Records drawn from a dataset:
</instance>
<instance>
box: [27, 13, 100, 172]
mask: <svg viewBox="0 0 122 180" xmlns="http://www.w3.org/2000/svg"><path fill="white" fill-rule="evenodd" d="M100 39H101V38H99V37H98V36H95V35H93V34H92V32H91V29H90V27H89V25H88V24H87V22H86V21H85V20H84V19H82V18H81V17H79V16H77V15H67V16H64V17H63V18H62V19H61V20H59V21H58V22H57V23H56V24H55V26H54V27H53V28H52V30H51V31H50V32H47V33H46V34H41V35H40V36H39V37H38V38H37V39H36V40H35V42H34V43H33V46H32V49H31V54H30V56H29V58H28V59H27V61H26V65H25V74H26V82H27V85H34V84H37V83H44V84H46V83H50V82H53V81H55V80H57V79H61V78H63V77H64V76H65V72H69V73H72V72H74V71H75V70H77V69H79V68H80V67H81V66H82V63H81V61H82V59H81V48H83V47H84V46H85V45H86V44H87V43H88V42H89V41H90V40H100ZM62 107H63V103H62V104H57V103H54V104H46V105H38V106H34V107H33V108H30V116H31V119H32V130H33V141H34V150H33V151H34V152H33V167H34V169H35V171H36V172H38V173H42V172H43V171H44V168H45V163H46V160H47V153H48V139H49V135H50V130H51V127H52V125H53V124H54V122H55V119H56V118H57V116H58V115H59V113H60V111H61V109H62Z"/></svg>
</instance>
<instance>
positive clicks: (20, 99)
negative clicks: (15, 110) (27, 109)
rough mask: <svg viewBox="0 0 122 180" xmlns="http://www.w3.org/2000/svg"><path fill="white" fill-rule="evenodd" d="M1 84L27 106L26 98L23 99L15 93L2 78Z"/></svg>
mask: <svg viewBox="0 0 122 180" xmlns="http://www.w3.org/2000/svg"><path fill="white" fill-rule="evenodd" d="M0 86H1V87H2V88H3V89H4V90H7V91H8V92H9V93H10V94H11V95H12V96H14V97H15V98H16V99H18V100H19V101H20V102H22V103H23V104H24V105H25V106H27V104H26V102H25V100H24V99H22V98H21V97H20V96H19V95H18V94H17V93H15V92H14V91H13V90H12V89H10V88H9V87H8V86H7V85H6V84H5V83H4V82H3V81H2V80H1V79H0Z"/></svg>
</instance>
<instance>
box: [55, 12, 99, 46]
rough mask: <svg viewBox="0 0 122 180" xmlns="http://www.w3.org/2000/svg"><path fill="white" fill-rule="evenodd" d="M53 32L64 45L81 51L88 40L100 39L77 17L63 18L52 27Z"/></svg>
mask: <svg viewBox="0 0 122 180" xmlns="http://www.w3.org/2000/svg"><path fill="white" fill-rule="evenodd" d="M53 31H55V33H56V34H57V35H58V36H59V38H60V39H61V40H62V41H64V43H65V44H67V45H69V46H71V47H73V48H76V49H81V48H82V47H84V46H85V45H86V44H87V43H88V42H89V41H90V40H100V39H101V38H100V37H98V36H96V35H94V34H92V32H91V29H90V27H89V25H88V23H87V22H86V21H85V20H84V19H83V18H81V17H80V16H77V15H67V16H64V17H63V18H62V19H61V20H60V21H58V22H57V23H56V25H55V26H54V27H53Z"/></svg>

What the task asks: Above are the records; set each one down word for word.

Solution to this problem:
</instance>
<instance>
box: [27, 13, 100, 172]
mask: <svg viewBox="0 0 122 180" xmlns="http://www.w3.org/2000/svg"><path fill="white" fill-rule="evenodd" d="M100 39H101V38H99V37H98V36H95V35H93V34H92V32H91V29H90V27H89V25H88V24H87V22H86V21H85V20H84V19H82V18H81V17H79V16H77V15H67V16H64V17H63V18H62V19H61V20H59V21H58V22H57V23H56V24H55V26H54V27H53V28H52V30H51V31H50V32H47V33H46V34H41V35H40V36H39V37H38V38H37V39H36V40H35V42H34V43H33V46H32V49H31V54H30V56H29V58H28V59H27V61H26V65H25V74H26V82H27V85H34V84H37V83H44V84H46V83H50V82H53V81H55V80H57V79H61V78H63V77H64V76H65V72H69V73H72V72H74V71H75V70H77V69H79V68H80V67H81V66H82V63H81V61H82V59H81V48H83V47H84V46H85V45H86V44H87V43H88V42H89V41H90V40H100ZM62 107H63V103H62V104H57V103H54V104H46V105H38V106H34V107H33V108H30V116H31V119H32V130H33V141H34V150H33V151H34V152H33V167H34V169H35V171H36V172H38V173H42V172H43V171H44V168H45V163H46V160H47V153H48V139H49V135H50V130H51V127H52V125H53V124H54V122H55V119H56V118H57V116H58V115H59V113H60V111H61V109H62Z"/></svg>
</instance>
<instance>
positive clicks: (20, 99)
negative clicks: (15, 110) (27, 109)
rough mask: <svg viewBox="0 0 122 180" xmlns="http://www.w3.org/2000/svg"><path fill="white" fill-rule="evenodd" d="M1 84L27 106L26 98L23 99L15 93L2 78Z"/></svg>
mask: <svg viewBox="0 0 122 180" xmlns="http://www.w3.org/2000/svg"><path fill="white" fill-rule="evenodd" d="M0 86H1V87H2V88H3V89H4V90H7V91H8V92H9V93H10V94H11V95H12V96H14V97H15V98H16V99H18V100H19V101H20V102H22V103H23V104H24V105H25V106H27V104H26V102H25V100H24V99H22V98H21V97H20V96H19V95H18V94H17V93H15V92H14V91H13V90H12V89H10V88H9V87H8V86H7V85H6V84H5V83H4V82H3V81H2V80H1V79H0Z"/></svg>
</instance>
<instance>
box: [55, 12, 99, 46]
rough mask: <svg viewBox="0 0 122 180" xmlns="http://www.w3.org/2000/svg"><path fill="white" fill-rule="evenodd" d="M53 32L64 45L81 51L88 40L100 39L77 17L63 18L52 27Z"/></svg>
mask: <svg viewBox="0 0 122 180" xmlns="http://www.w3.org/2000/svg"><path fill="white" fill-rule="evenodd" d="M53 31H55V33H56V34H57V35H58V36H59V38H60V39H61V40H62V41H64V43H65V44H67V45H69V46H71V47H73V48H76V49H81V48H82V47H84V46H85V45H86V44H87V43H88V42H89V41H90V40H100V39H101V38H100V37H98V36H96V35H94V34H92V32H91V29H90V27H89V25H88V23H87V22H86V21H85V20H84V19H83V18H81V17H80V16H77V15H67V16H64V17H63V18H62V19H61V20H60V21H58V22H57V23H56V25H55V26H54V27H53Z"/></svg>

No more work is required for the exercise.